:: What you will do ::
Find the line that contains "of the pile". Then set down that line and all the lines after it, to the end of the records, exactly and with nothing added.

## START Supplied data

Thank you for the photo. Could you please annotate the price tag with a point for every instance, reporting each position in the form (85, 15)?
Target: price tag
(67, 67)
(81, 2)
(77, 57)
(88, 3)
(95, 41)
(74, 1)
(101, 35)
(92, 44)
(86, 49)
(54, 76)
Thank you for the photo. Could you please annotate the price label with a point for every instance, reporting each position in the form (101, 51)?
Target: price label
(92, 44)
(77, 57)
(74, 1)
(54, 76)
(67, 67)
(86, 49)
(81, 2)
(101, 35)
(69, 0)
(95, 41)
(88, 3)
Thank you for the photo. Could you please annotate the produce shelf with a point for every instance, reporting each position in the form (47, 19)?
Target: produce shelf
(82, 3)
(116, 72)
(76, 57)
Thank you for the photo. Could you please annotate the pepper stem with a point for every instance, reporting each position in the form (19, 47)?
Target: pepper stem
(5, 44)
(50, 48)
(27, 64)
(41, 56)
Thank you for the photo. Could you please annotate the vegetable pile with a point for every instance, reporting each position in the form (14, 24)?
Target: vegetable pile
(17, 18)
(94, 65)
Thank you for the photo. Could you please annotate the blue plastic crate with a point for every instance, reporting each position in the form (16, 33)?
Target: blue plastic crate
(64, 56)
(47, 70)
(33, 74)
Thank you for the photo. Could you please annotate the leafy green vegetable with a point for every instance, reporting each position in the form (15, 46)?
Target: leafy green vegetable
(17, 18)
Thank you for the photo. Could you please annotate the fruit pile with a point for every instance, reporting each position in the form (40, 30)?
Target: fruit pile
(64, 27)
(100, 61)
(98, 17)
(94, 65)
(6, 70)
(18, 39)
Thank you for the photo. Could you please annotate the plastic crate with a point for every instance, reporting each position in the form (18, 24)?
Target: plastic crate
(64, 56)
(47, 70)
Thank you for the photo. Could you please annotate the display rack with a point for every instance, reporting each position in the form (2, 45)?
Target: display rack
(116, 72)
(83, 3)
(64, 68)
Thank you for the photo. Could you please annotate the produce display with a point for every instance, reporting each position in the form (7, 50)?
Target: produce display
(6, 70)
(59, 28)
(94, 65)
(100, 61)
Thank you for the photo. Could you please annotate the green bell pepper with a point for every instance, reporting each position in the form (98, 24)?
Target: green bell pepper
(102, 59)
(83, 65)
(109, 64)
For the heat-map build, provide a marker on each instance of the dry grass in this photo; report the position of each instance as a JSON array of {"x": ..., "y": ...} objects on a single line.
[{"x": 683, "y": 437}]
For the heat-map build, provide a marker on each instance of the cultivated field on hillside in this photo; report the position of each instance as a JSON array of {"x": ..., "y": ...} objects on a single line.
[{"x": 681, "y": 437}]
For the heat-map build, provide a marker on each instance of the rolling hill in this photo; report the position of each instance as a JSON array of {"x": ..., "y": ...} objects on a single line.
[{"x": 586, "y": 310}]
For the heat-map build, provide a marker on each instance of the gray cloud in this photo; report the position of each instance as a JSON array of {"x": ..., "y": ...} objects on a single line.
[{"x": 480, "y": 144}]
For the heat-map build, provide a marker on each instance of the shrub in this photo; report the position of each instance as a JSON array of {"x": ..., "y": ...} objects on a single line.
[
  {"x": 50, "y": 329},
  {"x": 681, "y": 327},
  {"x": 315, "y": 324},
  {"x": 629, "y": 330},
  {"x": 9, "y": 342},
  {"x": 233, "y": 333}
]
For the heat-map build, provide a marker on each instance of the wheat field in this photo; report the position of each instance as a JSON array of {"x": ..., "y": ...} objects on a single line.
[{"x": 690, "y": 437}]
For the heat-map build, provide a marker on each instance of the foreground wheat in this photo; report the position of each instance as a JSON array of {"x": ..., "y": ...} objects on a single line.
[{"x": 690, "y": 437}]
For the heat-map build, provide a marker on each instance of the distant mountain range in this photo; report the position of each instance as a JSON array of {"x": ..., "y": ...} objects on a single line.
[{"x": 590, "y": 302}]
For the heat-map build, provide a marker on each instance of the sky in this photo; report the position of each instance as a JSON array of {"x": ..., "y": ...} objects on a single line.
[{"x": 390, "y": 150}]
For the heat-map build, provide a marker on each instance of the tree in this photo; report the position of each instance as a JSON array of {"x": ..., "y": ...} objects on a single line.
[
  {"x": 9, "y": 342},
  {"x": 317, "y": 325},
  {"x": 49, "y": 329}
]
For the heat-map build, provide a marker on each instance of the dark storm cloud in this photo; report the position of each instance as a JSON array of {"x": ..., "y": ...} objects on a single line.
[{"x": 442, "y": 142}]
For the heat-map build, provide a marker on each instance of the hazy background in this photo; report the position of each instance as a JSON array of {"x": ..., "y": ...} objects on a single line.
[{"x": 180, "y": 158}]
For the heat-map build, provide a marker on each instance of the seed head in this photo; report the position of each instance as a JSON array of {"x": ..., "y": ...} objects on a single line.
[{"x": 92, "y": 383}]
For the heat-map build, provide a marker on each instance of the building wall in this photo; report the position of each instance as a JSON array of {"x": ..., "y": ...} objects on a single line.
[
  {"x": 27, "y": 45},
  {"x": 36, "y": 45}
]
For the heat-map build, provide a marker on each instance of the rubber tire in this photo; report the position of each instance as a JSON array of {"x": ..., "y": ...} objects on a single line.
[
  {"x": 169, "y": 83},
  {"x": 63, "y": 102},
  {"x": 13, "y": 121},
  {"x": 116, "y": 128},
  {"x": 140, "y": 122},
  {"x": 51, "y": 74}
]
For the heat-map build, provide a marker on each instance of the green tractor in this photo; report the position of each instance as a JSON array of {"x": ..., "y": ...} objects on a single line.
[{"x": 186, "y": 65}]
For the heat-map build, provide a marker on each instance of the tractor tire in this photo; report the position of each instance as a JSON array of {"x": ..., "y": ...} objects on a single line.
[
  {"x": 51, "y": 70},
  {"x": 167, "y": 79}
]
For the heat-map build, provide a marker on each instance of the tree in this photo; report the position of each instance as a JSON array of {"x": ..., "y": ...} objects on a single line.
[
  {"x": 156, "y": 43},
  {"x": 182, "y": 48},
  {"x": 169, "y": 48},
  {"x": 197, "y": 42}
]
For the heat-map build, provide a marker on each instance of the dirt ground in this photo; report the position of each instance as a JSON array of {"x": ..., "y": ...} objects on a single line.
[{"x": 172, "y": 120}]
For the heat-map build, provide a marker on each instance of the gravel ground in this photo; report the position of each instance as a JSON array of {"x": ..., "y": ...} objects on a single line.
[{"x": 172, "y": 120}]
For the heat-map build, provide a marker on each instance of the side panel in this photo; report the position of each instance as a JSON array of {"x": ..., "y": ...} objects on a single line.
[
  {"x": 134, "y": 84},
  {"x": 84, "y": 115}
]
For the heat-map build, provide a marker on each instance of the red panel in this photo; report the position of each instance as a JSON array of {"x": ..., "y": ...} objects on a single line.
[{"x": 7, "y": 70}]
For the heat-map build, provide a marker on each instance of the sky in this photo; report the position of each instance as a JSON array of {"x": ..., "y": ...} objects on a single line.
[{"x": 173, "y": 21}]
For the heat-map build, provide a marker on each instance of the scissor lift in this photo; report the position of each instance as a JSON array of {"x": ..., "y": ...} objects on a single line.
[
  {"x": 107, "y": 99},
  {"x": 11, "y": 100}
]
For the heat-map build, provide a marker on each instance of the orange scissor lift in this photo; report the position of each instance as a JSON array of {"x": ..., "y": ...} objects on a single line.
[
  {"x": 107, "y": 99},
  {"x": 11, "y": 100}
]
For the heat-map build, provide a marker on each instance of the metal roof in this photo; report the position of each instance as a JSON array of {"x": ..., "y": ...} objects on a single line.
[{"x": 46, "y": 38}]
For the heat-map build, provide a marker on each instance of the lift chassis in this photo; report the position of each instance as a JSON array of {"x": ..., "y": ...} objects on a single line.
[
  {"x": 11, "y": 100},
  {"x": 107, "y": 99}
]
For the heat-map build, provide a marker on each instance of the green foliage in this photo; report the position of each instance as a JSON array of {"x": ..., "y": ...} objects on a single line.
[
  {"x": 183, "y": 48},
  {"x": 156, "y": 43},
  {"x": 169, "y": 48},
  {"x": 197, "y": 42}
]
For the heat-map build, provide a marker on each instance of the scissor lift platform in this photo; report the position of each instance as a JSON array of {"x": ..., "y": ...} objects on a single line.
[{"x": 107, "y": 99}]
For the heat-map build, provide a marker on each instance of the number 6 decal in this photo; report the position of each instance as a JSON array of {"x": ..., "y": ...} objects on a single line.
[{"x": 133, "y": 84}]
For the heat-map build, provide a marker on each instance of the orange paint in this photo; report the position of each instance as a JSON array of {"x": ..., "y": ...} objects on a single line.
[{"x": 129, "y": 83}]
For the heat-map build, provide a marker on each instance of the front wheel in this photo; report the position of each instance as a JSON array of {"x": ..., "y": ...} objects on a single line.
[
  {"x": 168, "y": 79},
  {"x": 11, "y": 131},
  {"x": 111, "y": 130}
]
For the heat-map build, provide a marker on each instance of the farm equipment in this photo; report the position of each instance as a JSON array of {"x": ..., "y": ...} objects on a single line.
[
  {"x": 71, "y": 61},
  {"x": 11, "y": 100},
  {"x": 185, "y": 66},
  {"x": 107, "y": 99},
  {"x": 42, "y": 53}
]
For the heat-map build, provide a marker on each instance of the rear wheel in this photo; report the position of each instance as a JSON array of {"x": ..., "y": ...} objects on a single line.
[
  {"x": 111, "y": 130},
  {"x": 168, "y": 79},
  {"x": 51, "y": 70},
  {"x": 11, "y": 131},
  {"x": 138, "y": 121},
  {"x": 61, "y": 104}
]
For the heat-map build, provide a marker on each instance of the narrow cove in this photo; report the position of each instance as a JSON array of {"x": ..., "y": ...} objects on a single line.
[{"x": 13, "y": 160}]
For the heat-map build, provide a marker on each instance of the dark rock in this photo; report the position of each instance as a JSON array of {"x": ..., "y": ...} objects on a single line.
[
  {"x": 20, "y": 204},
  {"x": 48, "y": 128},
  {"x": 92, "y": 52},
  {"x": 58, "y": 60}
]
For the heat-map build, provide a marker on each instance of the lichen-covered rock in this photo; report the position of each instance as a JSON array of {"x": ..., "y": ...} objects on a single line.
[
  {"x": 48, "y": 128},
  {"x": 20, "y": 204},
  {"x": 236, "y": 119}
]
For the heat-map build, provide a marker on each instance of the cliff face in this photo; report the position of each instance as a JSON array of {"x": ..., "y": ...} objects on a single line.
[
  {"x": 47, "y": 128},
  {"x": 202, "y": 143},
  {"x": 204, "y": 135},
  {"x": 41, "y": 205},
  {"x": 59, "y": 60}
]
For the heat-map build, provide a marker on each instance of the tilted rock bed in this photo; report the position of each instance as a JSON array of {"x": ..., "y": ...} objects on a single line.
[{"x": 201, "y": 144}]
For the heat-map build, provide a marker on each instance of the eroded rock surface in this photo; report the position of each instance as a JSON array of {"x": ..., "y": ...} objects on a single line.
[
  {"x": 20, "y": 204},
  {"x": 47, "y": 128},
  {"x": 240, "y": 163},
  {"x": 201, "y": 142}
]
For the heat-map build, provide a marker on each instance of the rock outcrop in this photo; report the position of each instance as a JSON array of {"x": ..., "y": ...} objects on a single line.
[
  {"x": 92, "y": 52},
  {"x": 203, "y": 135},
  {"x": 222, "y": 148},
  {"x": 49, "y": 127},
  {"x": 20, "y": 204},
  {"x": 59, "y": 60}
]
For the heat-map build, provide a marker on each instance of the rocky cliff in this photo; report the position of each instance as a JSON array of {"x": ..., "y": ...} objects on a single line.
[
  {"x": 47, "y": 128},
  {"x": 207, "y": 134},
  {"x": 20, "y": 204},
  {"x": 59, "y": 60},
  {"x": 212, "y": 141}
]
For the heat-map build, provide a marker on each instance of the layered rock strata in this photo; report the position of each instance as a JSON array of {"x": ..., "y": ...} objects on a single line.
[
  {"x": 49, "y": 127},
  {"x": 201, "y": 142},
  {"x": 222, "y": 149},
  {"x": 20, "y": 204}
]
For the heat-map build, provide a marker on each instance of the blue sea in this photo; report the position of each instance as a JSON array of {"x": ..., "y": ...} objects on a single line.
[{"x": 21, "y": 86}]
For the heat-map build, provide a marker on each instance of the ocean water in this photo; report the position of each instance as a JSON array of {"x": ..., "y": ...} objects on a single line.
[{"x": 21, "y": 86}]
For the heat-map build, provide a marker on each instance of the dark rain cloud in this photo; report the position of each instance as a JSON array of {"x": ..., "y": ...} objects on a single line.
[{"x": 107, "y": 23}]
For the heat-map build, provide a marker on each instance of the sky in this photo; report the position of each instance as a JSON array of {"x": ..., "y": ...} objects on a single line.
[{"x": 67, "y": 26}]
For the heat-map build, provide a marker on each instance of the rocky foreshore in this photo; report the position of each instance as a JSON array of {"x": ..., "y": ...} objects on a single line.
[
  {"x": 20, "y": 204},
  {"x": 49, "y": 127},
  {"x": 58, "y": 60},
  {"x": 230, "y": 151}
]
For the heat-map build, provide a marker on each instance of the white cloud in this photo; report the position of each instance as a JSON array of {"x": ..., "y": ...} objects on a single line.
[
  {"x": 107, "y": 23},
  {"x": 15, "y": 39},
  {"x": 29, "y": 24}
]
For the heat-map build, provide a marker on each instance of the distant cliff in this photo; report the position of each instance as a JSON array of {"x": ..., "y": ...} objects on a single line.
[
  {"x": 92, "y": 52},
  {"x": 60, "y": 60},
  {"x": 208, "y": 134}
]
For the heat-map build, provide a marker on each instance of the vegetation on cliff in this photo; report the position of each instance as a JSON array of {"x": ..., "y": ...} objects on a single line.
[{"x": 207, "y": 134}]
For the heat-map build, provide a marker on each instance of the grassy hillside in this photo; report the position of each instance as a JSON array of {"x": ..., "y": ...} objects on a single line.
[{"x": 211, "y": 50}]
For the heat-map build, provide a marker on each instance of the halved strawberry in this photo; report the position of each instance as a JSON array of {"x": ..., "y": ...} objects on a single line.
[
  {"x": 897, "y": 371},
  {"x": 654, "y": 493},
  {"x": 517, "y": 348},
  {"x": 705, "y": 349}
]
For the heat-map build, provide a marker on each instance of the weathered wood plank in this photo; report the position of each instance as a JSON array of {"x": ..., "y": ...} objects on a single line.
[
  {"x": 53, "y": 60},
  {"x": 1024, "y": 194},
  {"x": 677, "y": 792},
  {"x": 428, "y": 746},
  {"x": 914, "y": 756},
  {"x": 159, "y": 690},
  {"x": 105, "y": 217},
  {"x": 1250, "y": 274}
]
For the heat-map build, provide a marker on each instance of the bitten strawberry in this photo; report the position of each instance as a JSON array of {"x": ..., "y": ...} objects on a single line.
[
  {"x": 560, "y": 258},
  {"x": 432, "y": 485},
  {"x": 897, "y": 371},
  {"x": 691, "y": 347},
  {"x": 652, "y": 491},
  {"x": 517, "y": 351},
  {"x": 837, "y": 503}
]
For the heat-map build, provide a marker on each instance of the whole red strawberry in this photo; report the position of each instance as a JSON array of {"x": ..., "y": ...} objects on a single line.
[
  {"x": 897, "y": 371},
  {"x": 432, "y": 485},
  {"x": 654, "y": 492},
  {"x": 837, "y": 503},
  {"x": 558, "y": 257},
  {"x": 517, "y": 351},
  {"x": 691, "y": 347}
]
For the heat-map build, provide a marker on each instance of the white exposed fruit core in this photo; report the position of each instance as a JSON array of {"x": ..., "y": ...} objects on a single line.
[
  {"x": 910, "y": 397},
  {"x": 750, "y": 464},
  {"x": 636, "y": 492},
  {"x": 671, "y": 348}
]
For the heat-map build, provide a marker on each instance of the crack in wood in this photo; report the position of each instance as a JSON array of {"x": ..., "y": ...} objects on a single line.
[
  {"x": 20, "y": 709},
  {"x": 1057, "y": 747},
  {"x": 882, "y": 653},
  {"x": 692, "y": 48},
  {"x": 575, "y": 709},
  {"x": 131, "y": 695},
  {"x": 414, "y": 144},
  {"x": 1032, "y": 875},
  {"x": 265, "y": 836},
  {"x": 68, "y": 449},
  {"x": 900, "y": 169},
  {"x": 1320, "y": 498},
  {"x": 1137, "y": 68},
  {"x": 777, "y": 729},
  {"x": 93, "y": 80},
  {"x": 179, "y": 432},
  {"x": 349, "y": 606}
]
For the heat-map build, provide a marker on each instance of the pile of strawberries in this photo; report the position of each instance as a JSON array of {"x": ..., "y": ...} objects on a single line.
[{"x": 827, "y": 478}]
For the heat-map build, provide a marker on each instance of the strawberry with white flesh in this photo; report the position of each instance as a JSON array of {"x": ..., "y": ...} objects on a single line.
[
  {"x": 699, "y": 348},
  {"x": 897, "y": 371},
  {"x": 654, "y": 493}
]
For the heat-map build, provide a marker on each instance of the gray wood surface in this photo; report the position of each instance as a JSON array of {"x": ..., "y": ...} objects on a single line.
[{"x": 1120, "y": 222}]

## END Supplied data

:: Answer below ::
For the heat-map build, provide a marker on each instance of the pile of strawberries in this photo; report the position of each instance as a JSON array of {"x": ..., "y": ...} objects on a single line.
[{"x": 827, "y": 478}]
For the heat-map build, provide a marker on each instance of the strawberry with white flesh in this photo; report the position of each instance as a JSON array of {"x": ..., "y": ...} objects on a single line.
[
  {"x": 699, "y": 348},
  {"x": 897, "y": 371},
  {"x": 654, "y": 493}
]
For the heat-map build, provide a marker on each instance of the gray wood surface in this photo; report the position of each instance as a JSON array of {"x": ..., "y": ...} objects on a single line.
[{"x": 1120, "y": 222}]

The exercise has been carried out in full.